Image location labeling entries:
%%

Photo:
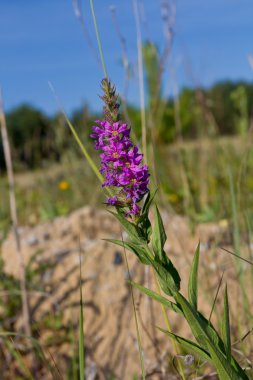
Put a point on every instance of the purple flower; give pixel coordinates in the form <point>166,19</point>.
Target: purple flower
<point>121,165</point>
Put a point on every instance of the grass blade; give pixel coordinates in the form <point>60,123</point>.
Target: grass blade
<point>188,344</point>
<point>155,296</point>
<point>81,333</point>
<point>193,280</point>
<point>225,328</point>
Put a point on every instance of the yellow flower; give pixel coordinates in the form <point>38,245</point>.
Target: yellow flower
<point>63,185</point>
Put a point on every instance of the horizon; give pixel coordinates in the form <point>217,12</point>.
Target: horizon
<point>42,42</point>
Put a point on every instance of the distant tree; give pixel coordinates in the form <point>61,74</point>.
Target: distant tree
<point>31,135</point>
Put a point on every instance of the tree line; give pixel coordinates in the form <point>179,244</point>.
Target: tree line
<point>226,108</point>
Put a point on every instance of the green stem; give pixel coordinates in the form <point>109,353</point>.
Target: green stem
<point>98,39</point>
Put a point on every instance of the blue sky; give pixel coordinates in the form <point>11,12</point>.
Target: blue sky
<point>43,40</point>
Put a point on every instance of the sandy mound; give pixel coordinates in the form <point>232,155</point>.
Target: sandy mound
<point>111,345</point>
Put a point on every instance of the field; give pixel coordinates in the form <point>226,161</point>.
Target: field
<point>126,233</point>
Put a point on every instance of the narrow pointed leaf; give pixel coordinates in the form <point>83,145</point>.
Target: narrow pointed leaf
<point>205,339</point>
<point>193,280</point>
<point>159,236</point>
<point>129,227</point>
<point>188,345</point>
<point>138,250</point>
<point>168,276</point>
<point>148,201</point>
<point>223,367</point>
<point>225,327</point>
<point>157,297</point>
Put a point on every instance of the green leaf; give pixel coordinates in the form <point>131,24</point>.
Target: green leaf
<point>81,332</point>
<point>205,339</point>
<point>159,236</point>
<point>188,345</point>
<point>157,297</point>
<point>168,276</point>
<point>225,327</point>
<point>132,230</point>
<point>137,249</point>
<point>224,369</point>
<point>193,280</point>
<point>148,201</point>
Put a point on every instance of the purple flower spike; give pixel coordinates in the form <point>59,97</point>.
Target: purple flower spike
<point>121,165</point>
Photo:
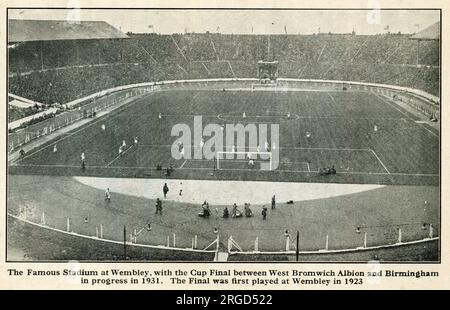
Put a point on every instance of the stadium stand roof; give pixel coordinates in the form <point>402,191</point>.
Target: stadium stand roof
<point>430,33</point>
<point>21,30</point>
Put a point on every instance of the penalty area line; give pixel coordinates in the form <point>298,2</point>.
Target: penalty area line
<point>379,160</point>
<point>118,156</point>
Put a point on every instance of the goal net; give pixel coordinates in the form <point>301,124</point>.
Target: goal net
<point>240,160</point>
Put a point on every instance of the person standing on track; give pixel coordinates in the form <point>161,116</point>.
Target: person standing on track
<point>264,212</point>
<point>107,195</point>
<point>165,190</point>
<point>158,206</point>
<point>83,164</point>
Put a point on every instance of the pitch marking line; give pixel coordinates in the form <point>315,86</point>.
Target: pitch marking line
<point>407,116</point>
<point>232,169</point>
<point>118,156</point>
<point>182,165</point>
<point>331,97</point>
<point>379,160</point>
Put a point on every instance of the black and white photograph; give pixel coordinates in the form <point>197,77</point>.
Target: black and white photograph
<point>223,135</point>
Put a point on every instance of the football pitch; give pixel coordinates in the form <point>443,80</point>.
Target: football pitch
<point>366,137</point>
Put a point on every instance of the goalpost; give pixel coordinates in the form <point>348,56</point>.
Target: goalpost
<point>221,156</point>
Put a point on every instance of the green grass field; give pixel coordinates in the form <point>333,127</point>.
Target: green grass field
<point>403,153</point>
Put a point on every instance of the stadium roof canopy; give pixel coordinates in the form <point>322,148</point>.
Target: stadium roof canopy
<point>20,30</point>
<point>429,33</point>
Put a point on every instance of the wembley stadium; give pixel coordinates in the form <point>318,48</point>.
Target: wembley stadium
<point>354,174</point>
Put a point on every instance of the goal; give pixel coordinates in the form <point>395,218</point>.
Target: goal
<point>239,160</point>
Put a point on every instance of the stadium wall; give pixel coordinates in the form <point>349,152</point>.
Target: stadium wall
<point>426,103</point>
<point>62,245</point>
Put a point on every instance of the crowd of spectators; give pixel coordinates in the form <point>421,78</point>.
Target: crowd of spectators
<point>61,71</point>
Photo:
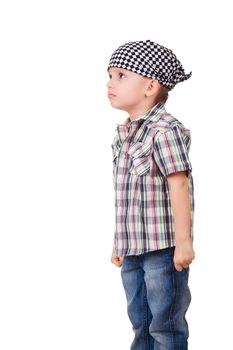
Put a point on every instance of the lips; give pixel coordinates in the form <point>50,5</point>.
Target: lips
<point>111,95</point>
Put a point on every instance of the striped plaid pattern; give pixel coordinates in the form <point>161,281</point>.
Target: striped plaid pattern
<point>145,151</point>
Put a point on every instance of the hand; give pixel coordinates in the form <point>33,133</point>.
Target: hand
<point>116,260</point>
<point>183,255</point>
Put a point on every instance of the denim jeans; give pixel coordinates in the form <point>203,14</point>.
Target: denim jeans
<point>158,297</point>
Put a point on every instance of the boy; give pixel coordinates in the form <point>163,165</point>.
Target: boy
<point>154,195</point>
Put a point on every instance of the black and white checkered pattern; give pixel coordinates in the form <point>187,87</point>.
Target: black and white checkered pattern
<point>151,60</point>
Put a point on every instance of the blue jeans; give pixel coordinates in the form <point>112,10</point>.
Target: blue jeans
<point>158,297</point>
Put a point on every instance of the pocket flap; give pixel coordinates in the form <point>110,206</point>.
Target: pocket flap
<point>139,149</point>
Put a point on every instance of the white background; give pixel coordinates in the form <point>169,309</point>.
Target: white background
<point>58,288</point>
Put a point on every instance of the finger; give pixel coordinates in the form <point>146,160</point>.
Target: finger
<point>178,268</point>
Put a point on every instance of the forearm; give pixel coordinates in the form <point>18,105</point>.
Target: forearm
<point>179,195</point>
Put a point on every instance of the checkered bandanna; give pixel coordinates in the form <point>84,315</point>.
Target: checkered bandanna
<point>151,60</point>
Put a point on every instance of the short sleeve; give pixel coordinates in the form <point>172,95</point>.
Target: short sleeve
<point>171,151</point>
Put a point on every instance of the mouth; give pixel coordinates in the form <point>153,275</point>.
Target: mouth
<point>111,95</point>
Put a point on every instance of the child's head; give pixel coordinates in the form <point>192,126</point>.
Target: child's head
<point>142,73</point>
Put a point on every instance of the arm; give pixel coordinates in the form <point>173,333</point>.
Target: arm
<point>179,194</point>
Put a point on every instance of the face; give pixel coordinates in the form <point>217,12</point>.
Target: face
<point>126,89</point>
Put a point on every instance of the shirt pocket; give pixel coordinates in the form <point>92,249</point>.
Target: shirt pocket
<point>140,155</point>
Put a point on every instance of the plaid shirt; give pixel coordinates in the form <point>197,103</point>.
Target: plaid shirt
<point>145,151</point>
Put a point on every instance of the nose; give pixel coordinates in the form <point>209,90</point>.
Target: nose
<point>109,84</point>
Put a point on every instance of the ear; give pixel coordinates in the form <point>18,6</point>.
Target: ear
<point>152,87</point>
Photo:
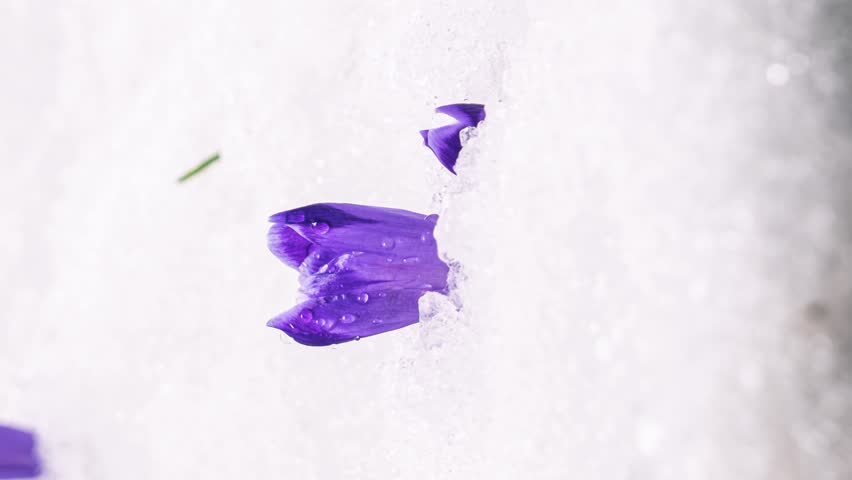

%%

*TASK STATEMENT:* Reproduce the material with "Target" replaced by "Object" throughout, leaving everything else unchanged. Omit the pictures from your answer.

*WRITTEN RESPONSE:*
Photo:
Put a point on every instance of the purple flower; give pixel coordinates in the form <point>166,19</point>.
Object: purple flower
<point>121,165</point>
Put a point on every instance of the grass blade; give pixel coordinates in the form <point>60,123</point>.
Object: grass blade
<point>188,344</point>
<point>155,296</point>
<point>81,333</point>
<point>193,280</point>
<point>225,328</point>
Put a point on every instance of the yellow flower; give pixel coordinates in the form <point>38,245</point>.
Object: yellow flower
<point>63,185</point>
Put a point on every instance of the horizon; give pixel coordinates in the form <point>217,12</point>.
Object: horizon
<point>42,42</point>
Put a point on every instance of the distant tree; give pixel coordinates in the form <point>61,74</point>.
Object: distant tree
<point>31,135</point>
Put a point on every instance of the tree line; give pixel coordinates in the form <point>179,244</point>.
Object: tree line
<point>226,108</point>
Put a point on every instance of the green stem; give pixel coordinates in the form <point>109,353</point>.
Object: green stem
<point>98,39</point>
Put a point on every instance of the blue sky; give pixel coordinates in the form <point>11,12</point>.
Object: blue sky
<point>43,40</point>
Put a point on every instance of the sandy mound; give pixel coordinates in the form <point>232,155</point>.
Object: sandy mound
<point>111,345</point>
Put a point on every instance of the field; give pixel coordinates in the form <point>226,161</point>.
Object: field
<point>126,233</point>
Put a point on every instance of the narrow pointed leaf; give pixel coordinates in the form <point>83,145</point>.
Object: narrow pointed leaf
<point>205,339</point>
<point>193,280</point>
<point>159,236</point>
<point>129,227</point>
<point>188,345</point>
<point>138,250</point>
<point>168,276</point>
<point>148,201</point>
<point>223,367</point>
<point>225,327</point>
<point>157,297</point>
Put a point on every instance of the green leaf; give pixel coordinates in the form <point>131,24</point>.
Object: green leaf
<point>81,332</point>
<point>205,339</point>
<point>159,236</point>
<point>188,345</point>
<point>157,297</point>
<point>168,276</point>
<point>225,327</point>
<point>132,230</point>
<point>137,249</point>
<point>224,369</point>
<point>193,280</point>
<point>148,201</point>
Put a point on every instance of the purple flower spike; give pixel coordinates in the form <point>59,97</point>.
Object: purple flower spike
<point>121,165</point>
Photo:
Put a point on every instance of the stadium stand roof; give pixel coordinates in the form <point>402,191</point>.
Object: stadium stand roof
<point>430,33</point>
<point>21,30</point>
Put a point on every instance of the penalty area line; give pixel coordinates in the form <point>298,2</point>.
Object: penalty area line
<point>379,160</point>
<point>118,156</point>
Put a point on every instance of the goal net; give pixel coordinates in the form <point>301,124</point>.
Object: goal net
<point>240,160</point>
Put a point on every instance of the person standing on track; give pixel coordinates in the form <point>161,116</point>.
Object: person standing on track
<point>264,212</point>
<point>107,195</point>
<point>165,190</point>
<point>158,206</point>
<point>83,164</point>
Put a point on every instance of the pitch marking line; give pixel coordinates in the form <point>315,86</point>.
Object: pitch marking line
<point>407,116</point>
<point>232,169</point>
<point>118,156</point>
<point>182,165</point>
<point>331,97</point>
<point>379,160</point>
Put a point on every instance of the black and white photograph; give pixel coordinates in the form <point>197,77</point>.
Object: black and white photograph
<point>223,135</point>
Put a point on every instance of the football pitch; give pixel coordinates in the form <point>443,80</point>.
Object: football pitch
<point>366,137</point>
Put a point on every instance of the goalpost; give pixel coordinates in the form <point>348,56</point>.
Object: goalpost
<point>221,156</point>
Put a point on every instance of the green grass field; give pixel coordinates in the form <point>333,127</point>.
Object: green grass field
<point>403,153</point>
Put a point on every instance of the stadium roof canopy; give pixel coordinates in the form <point>322,148</point>.
Object: stadium roof canopy
<point>20,30</point>
<point>429,33</point>
Put a point on every instance of the wembley stadium; give pixel coordinates in the form <point>318,48</point>.
Object: wembley stadium
<point>354,174</point>
Put a point on every instance of the goal; give pixel coordinates in the form <point>395,218</point>.
Object: goal
<point>239,160</point>
Put a point on every instance of the stadium wall; give pixel coordinates in the form <point>349,152</point>.
Object: stadium wall
<point>426,103</point>
<point>62,245</point>
Put a point on every instance of the crowd of spectators; give pixel coordinates in the form <point>421,78</point>.
Object: crowd of spectators
<point>61,71</point>
Photo:
Put a point on every instance of the lips; give pixel coordinates in the form <point>50,5</point>.
Object: lips
<point>111,95</point>
Put a point on every instance of the striped plaid pattern; give pixel coordinates in the form <point>161,281</point>.
Object: striped plaid pattern
<point>145,151</point>
Put a point on every instance of the hand; give pixel coordinates in the form <point>33,133</point>.
Object: hand
<point>116,260</point>
<point>183,255</point>
Put a point on every instance of the denim jeans; give pixel coordinates in the form <point>203,14</point>.
Object: denim jeans
<point>158,297</point>
Put a point on every instance of the boy; give pixel coordinates in the form <point>163,165</point>.
Object: boy
<point>154,195</point>
Put a point on every instance of the black and white checkered pattern; give pixel coordinates in the form <point>187,87</point>.
Object: black and white checkered pattern
<point>151,60</point>
Put a point on every instance of the blue jeans; give pixel coordinates in the form <point>112,10</point>.
Object: blue jeans
<point>158,297</point>
Put a point on every instance of the pocket flap; give pixel coordinates in the form <point>110,206</point>.
Object: pocket flap
<point>139,149</point>
Put a point on every instance of the white background; give pixel coordinates in the form <point>169,309</point>.
Object: white background
<point>58,288</point>
Put a point on every instance of the finger; give pixel coordinates in the form <point>146,160</point>.
Object: finger
<point>178,268</point>
Put a point on every instance of the forearm; give pixel coordinates in the form <point>18,105</point>.
Object: forearm
<point>179,195</point>
Put a point on every instance of the checkered bandanna; give pixel coordinates in the form <point>84,315</point>.
Object: checkered bandanna
<point>151,60</point>
Put a point on every instance of the short sleeve; give pixel coordinates in the form <point>172,95</point>.
Object: short sleeve
<point>171,151</point>
Put a point on every instance of the mouth; give pixel coordinates in the form <point>153,275</point>.
Object: mouth
<point>111,95</point>
Put a point on every instance of the child's head; give pixel coordinates in the form <point>192,126</point>.
Object: child's head
<point>142,73</point>
Put a point on every instance of the arm; give pixel coordinates in the form <point>173,333</point>.
Object: arm
<point>179,194</point>
Put a point on every instance of the face; give pixel coordinates in the form <point>217,12</point>.
Object: face
<point>126,89</point>
Put a point on every instance of the shirt pocket; give pixel coordinates in the form <point>92,249</point>.
Object: shirt pocket
<point>140,155</point>
Put a point on every instance of the plaid shirt; give pixel coordinates in the form <point>197,103</point>.
Object: plaid shirt
<point>145,151</point>
Put a point on every instance of the nose; give pixel coordinates in the form <point>209,90</point>.
Object: nose
<point>109,84</point>
Put a point on every instance of the ear; give pixel coordinates in the form <point>18,6</point>.
Object: ear
<point>152,87</point>
Photo:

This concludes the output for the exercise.